In August and September 1942, there were vigorous protests against
the deportations of Jews from France by Archbishop Saliège of Toulouse,
Bishop Théas of Montaubon, and Cardinal Gerlier of Lyons.35
According to The New York Times, in an article published
10 September 1942, the Pope "sent to Marshal Pétain a personal
message in which he intimated his approval of the initiative of
the French Cardinals and Bishops on behalf of the Jews and foreigners
being handed over to the Germans. It is understood the Pope asked
the French Chief of State to intervene.36"
Is there confirmation in the Vatican archives of this news account?
Casimir Papée, the Polish ambassador to the Holy See, on 28 April
1943, sent Maglione an extract from a Zurich newspaper, describing
the martyrdom of many Polish priests interned at Dachau. He reminded
the Cardinal of the sentiments awakened among all civilized and
Christian nations by German cruelty in the occupied territories
adding: "My colleagues and I never failed to draw Your Eminence’s
attention to these painful facts." In concluding his letter,
Papée asked what the Holy See had been able to do "to save
lives precious to the Church," and which measures it proposed
to take "in the face of so much injustice37".
There is no evidence of a reply in the ADSS, though the grievances
of the Poles were noted on several occasions.38
Appeals such as these had been coming to the Vatican since 1939.
Are there any materials in the archives regarding internal discussions
as to how the Vatican was to respond?
There are letters from the bishops of Northeast Italy to the Holy
See between 1943 and 1945 (for example, Giuseppe Nogara, bishop
of Udine, Antonio Santin, bishop of Trieste, and other bishops).39
They provide a detailed picture of the political-religious
situation in those dioceses, such as the persecution of the Jews,
the shooting of hostages, the dangers posed by the partisans, and
the suffering of the Italians. Are there more such letters from
these and other Italian bishops in the archives?
Early in 1944, the World Jewish Congress appealed to the Holy See
through Archbishop Cicognani in Washington to intervene with Hungarian
authorities, and to accept and assist Jews from Poland. During this
period, Hungary was seen as a place of refuge for Jews. Maglione
informed Angelo Rotta, nuncio to Hungary, of this appeal and instructed
him to take whatever steps he thought "possible and opportune."40Other
appeals came to the nuncios and delegates from various Jewish groups.41
The nuncios then sent telegraphic summaries of these appeals. May
we see the original documents to determine how closely they are
reflected in the summaries?
In February 1944, the Pontifical Commission for the Vatican City
State (Pontificio Commissione per lo Stato della Città del Vaticano),
the administrative agency of Vatican City, recorded the presence
of Jews and others who were given refuge within the Vatican.42
Are Pontifical Commission records and communiqués available with
respect to the housing of refugees? Are there records of other people
finding refuge in pontifical institutions, for example, the papal
villa at Castelgondolfo?

········

What to work on.
• 1. Please reproduce everything in the passage on the Vatican archives from "Is there confirmation" down to "Vatican since 1939.".
• 2. Who was the Polish ambassador to the Holy See, according to the passage on the Vatican archives?

········

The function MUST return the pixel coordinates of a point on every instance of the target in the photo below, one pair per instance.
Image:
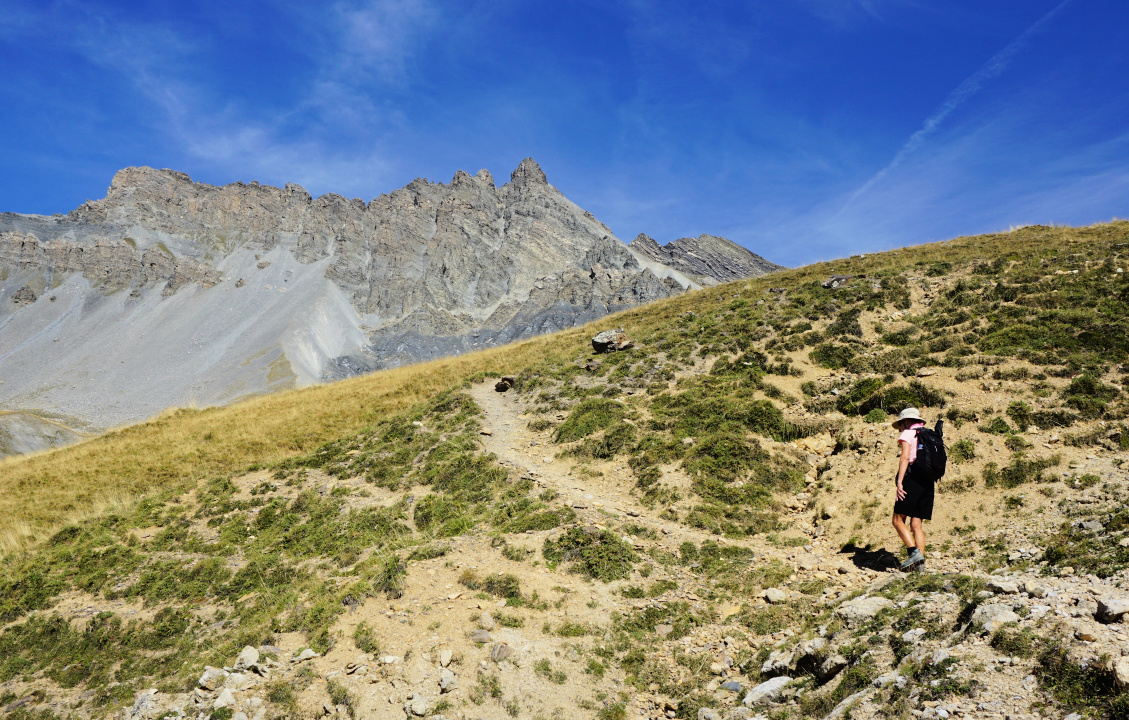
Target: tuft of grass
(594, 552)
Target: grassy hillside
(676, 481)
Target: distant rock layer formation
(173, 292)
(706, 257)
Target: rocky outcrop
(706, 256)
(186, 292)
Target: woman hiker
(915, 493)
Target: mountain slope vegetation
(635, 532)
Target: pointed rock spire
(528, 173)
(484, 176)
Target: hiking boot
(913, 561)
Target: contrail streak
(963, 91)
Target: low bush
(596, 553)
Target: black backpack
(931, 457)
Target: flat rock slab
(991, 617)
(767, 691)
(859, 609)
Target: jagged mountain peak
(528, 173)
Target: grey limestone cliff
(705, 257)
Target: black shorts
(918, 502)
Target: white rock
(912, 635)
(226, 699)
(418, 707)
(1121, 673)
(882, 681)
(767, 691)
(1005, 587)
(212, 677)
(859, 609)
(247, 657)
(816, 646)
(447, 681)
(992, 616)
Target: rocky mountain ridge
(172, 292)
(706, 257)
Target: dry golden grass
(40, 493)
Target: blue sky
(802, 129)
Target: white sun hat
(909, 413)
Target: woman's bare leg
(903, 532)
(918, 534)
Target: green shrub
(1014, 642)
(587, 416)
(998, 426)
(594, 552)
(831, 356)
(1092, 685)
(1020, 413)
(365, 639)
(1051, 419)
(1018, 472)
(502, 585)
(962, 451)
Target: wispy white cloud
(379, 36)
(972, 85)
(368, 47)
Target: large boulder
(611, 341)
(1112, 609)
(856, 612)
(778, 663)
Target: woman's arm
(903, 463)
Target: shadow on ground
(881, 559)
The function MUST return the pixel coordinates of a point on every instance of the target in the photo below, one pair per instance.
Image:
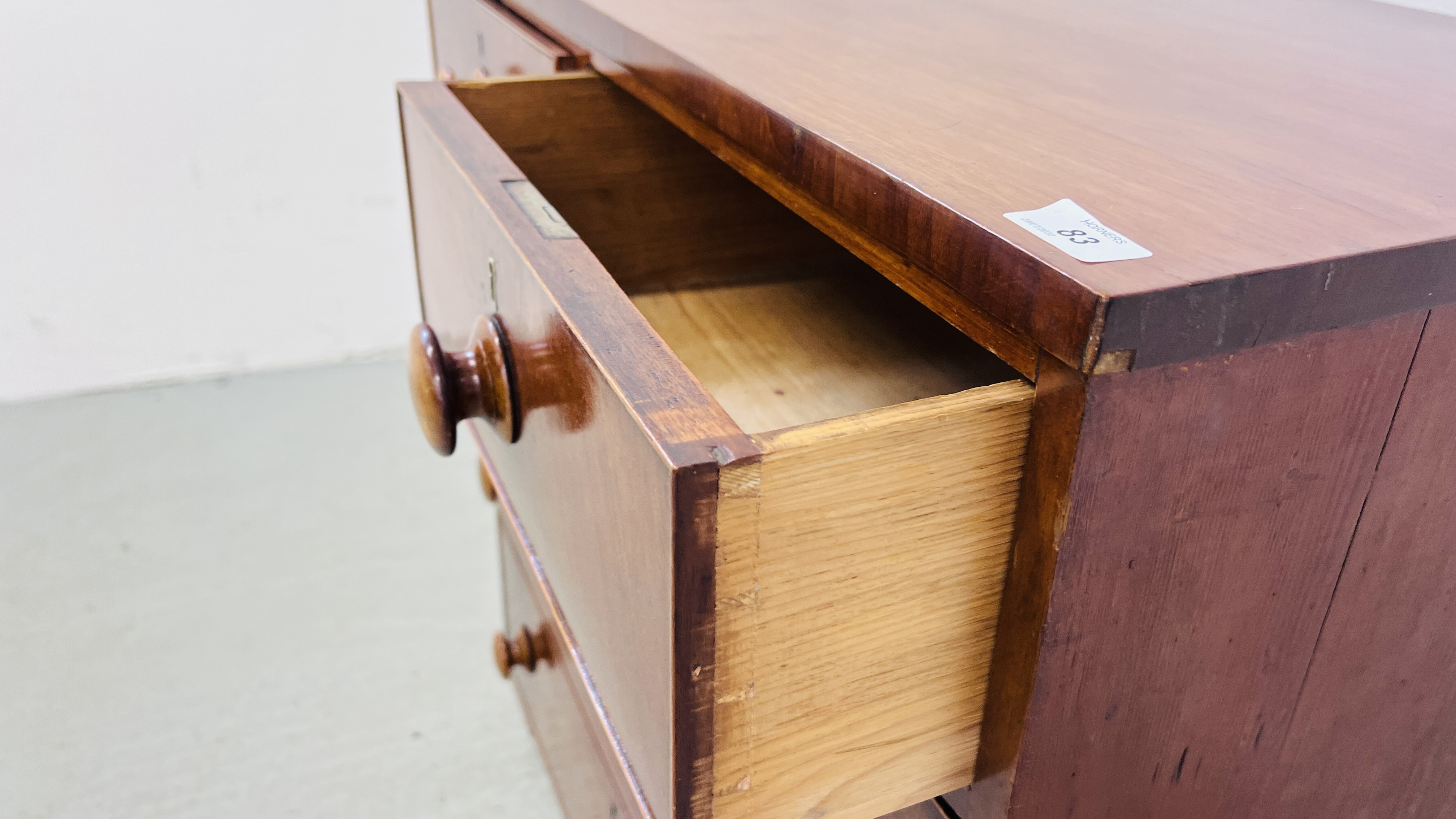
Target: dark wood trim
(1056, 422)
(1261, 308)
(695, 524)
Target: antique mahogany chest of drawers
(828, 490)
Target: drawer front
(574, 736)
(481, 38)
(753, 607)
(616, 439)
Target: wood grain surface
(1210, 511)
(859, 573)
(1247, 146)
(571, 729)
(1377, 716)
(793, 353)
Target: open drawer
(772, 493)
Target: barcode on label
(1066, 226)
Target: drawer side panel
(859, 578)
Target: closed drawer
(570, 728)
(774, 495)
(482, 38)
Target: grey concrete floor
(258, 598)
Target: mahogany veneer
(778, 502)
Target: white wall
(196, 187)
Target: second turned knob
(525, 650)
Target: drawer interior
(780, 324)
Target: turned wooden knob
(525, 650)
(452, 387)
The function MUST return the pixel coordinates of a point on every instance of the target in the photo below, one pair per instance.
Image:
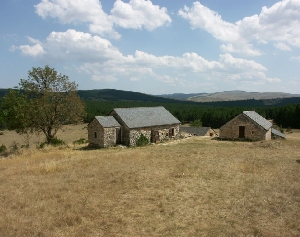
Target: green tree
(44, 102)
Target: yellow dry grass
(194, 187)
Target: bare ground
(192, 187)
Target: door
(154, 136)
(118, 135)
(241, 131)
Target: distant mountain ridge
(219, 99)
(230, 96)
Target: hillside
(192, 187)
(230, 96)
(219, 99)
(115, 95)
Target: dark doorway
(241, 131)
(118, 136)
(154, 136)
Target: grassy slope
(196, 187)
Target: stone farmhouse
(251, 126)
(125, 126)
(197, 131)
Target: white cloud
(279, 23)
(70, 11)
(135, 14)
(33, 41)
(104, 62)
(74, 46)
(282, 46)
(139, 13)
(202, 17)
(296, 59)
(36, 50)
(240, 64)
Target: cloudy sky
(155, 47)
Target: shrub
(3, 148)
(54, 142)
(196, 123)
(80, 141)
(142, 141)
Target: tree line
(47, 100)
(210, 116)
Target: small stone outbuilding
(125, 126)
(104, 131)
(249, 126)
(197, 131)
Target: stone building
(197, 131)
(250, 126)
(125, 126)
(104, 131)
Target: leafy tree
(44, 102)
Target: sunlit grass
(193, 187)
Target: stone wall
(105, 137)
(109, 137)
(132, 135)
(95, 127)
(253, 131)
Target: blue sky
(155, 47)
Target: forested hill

········

Solution list.
• 1.
Is there confirmation in the Vatican archives of this news account?
Casimir Papée, the Polish ambassador to the Holy See, on 28 April
1943, sent Maglione an extract from a Zurich newspaper, describing
the martyrdom of many Polish priests interned at Dachau. He reminded
the Cardinal of the sentiments awakened among all civilized and
Christian nations by German cruelty in the occupied territories
adding: "My colleagues and I never failed to draw Your Eminence’s
attention to these painful facts." In concluding his letter,
Papée asked what the Holy See had been able to do "to save
lives precious to the Church," and which measures it proposed
to take "in the face of so much injustice37".
There is no evidence of a reply in the ADSS, though the grievances
of the Poles were noted on several occasions.38
Appeals such as these had been coming to the Vatican since 1939.

• 2. Casimir Papée